DIRECTIVE >> Take the line containing "the tree and report the pixel coordinates." and all lines after it to the end of the records, and output them exactly.
start
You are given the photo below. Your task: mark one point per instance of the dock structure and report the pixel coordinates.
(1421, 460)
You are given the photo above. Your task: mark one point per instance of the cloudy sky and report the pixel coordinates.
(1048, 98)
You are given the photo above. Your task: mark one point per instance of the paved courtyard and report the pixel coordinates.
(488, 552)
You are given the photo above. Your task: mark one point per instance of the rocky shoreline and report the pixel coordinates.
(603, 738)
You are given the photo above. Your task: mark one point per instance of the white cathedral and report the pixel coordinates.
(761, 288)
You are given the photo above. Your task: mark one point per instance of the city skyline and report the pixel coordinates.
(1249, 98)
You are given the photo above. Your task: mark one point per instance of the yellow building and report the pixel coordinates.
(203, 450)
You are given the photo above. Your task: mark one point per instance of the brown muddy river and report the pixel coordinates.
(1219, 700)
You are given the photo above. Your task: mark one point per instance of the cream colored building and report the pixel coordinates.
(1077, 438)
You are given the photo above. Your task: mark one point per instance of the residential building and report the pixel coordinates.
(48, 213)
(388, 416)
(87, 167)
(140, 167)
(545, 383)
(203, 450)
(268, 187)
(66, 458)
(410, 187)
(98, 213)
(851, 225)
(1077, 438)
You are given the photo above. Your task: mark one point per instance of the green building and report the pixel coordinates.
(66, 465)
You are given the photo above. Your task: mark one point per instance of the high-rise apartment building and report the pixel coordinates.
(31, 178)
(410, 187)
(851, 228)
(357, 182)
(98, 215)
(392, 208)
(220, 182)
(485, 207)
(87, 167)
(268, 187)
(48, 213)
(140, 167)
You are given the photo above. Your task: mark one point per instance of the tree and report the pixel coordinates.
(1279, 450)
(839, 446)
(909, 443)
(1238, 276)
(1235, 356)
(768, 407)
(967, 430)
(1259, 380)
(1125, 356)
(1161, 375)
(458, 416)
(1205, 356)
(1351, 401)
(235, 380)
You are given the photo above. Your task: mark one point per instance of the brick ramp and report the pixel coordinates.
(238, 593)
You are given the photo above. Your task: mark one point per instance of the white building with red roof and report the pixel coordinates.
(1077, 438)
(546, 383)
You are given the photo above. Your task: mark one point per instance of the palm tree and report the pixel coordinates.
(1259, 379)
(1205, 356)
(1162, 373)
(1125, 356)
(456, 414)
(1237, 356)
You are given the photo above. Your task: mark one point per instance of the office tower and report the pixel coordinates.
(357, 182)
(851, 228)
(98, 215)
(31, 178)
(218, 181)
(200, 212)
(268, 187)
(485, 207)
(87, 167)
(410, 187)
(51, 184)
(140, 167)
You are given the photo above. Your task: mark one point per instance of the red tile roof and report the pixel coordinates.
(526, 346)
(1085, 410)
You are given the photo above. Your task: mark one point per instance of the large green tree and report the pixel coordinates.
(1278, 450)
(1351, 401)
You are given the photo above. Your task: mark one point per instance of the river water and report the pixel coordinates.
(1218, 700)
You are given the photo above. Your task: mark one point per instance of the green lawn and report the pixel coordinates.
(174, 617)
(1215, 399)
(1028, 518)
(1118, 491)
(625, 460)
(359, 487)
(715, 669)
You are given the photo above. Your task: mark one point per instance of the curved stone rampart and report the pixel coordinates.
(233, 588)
end
EXPECTED ANSWER >>
You are given the photo above. Your task: mark one point per instance of the tree and report the pixel coordinates.
(1279, 450)
(839, 446)
(909, 443)
(1238, 276)
(1235, 356)
(768, 407)
(967, 430)
(1259, 380)
(1125, 356)
(1161, 375)
(458, 416)
(1205, 356)
(1351, 401)
(235, 380)
You are given the photo above. Your task: mark one point per instance of the brick ramp and report the pixel coordinates.
(238, 593)
You are given the photo above. Your task: mark one point per instance of the white building with red roof and report the pixel coordinates.
(1077, 438)
(546, 383)
You are given the photo above. Your task: mark one point per instance of the palm tree and report the pixel coordinates.
(1259, 379)
(1205, 356)
(1162, 373)
(1125, 356)
(456, 414)
(1237, 356)
You are given the photo above. Your task: mark one point per instance of the office tower and report the pixel coordinates.
(357, 182)
(851, 228)
(98, 215)
(31, 178)
(218, 181)
(200, 212)
(268, 187)
(485, 207)
(87, 167)
(410, 187)
(51, 184)
(140, 167)
You are given the photo above. Your task: mark one point per instance of the red tile roof and report the pixel coordinates.
(526, 346)
(1085, 410)
You are given the photo above. Your task: mark one point per instance of the large green tree and report the pixel coordinates.
(1278, 450)
(1351, 401)
You are given the photo above. Your task: mark one point per instance of the river water and report the pixel coordinates.
(1218, 700)
You are given the photo above. Your task: mark one point per instance of the green lawn and report the pixel coordinates.
(174, 617)
(1215, 399)
(1028, 518)
(1118, 491)
(625, 460)
(359, 487)
(715, 669)
You are given the photo above. Your task: mark one point per instance of the curved stone rampart and report the pixel coordinates.
(233, 588)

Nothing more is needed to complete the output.